YOUR GOAL
Which lines of the entries below contain the string "microphone"? Extract each of those lines in full, treating case as significant.

PROVIDED ENTRIES
::::::::

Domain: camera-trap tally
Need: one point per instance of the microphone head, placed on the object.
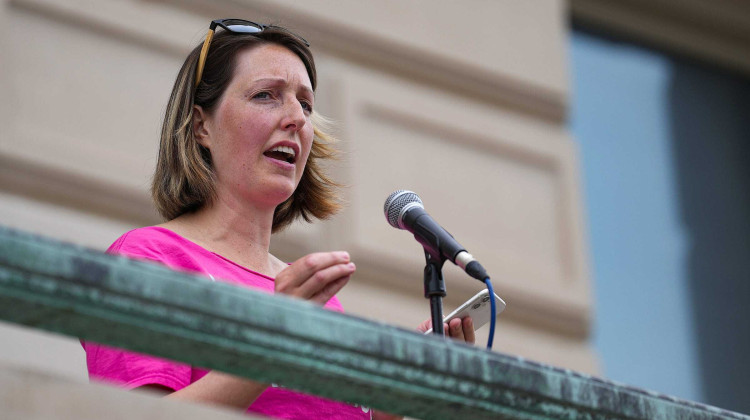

::::::::

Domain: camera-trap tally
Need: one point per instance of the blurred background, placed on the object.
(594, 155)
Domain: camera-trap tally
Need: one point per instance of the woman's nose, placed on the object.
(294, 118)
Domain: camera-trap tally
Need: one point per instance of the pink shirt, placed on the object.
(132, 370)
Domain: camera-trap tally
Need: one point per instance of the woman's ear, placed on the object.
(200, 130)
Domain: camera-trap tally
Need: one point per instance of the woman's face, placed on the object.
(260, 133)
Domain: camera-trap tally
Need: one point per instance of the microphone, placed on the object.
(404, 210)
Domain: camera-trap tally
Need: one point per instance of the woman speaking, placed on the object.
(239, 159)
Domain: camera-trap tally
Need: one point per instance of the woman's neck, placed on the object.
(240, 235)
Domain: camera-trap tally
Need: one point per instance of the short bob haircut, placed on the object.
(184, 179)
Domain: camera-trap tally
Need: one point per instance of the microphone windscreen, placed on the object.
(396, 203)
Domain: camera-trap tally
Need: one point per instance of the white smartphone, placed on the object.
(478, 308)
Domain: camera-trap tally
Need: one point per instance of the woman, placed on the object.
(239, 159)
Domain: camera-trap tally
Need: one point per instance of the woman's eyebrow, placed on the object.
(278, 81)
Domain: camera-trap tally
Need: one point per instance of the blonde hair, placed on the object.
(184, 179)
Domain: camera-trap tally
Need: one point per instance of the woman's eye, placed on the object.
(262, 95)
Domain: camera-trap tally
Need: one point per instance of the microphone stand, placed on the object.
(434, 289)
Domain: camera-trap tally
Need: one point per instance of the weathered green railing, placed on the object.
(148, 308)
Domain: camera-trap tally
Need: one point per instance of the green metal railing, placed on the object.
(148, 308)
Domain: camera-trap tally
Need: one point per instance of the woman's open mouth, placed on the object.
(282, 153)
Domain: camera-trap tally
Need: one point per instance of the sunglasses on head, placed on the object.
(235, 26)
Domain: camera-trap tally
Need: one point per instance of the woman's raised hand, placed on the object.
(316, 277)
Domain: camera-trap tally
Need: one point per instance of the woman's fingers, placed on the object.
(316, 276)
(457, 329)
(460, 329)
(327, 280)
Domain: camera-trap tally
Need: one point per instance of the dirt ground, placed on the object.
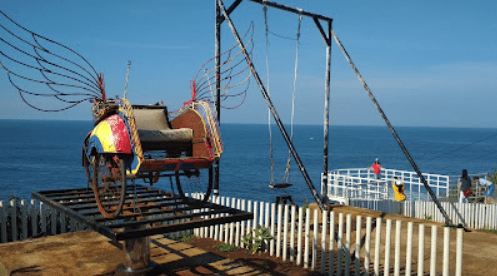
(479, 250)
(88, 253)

::::::::

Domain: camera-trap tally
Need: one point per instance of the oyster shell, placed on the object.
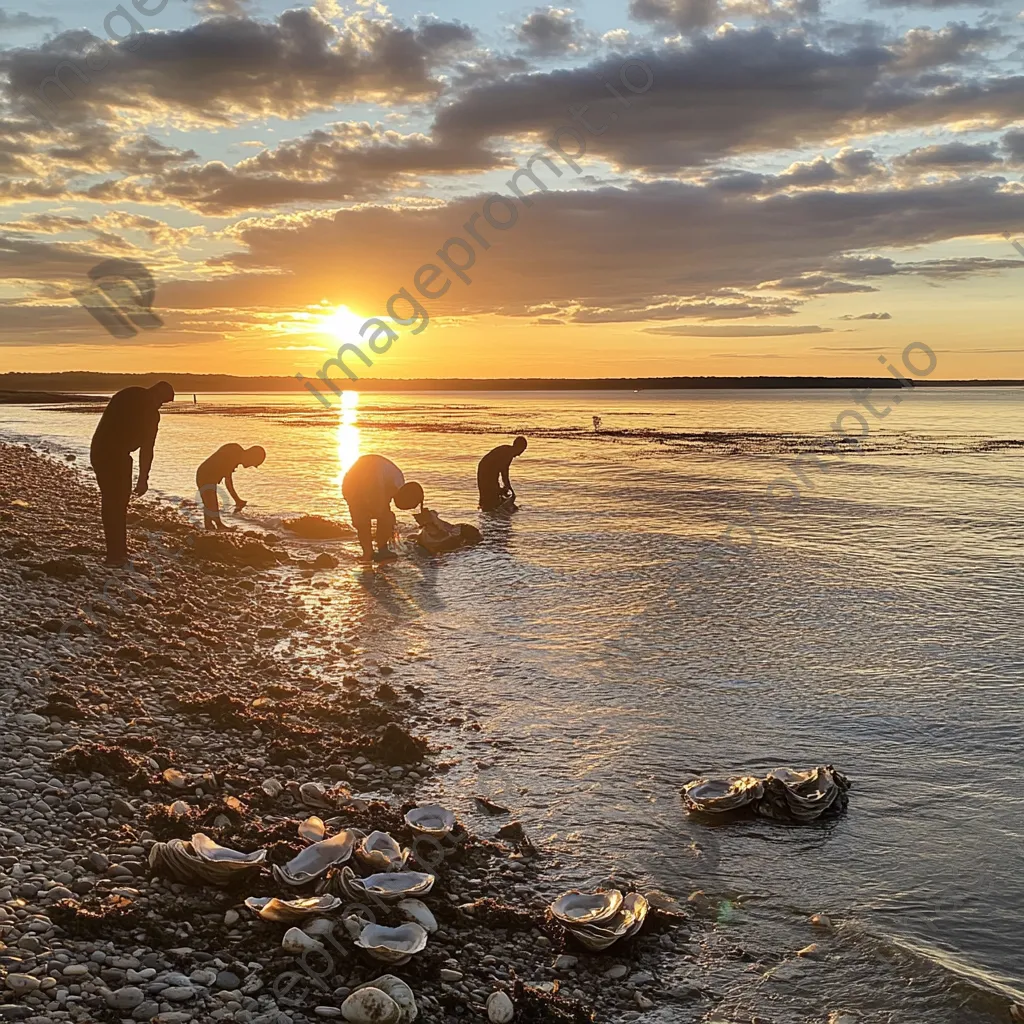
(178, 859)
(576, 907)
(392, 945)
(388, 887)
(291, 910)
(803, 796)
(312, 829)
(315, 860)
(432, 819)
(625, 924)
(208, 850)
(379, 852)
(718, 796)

::::::::

FINAL ANSWER
Need: one point per instance of the microphone head, placed on the object.
Need: one point per instance of the microphone, placed on the object.
Need: one point per instance of the microphone windscreen, placed on the object.
Need: one point per instance of the microphone stand, placed on the object.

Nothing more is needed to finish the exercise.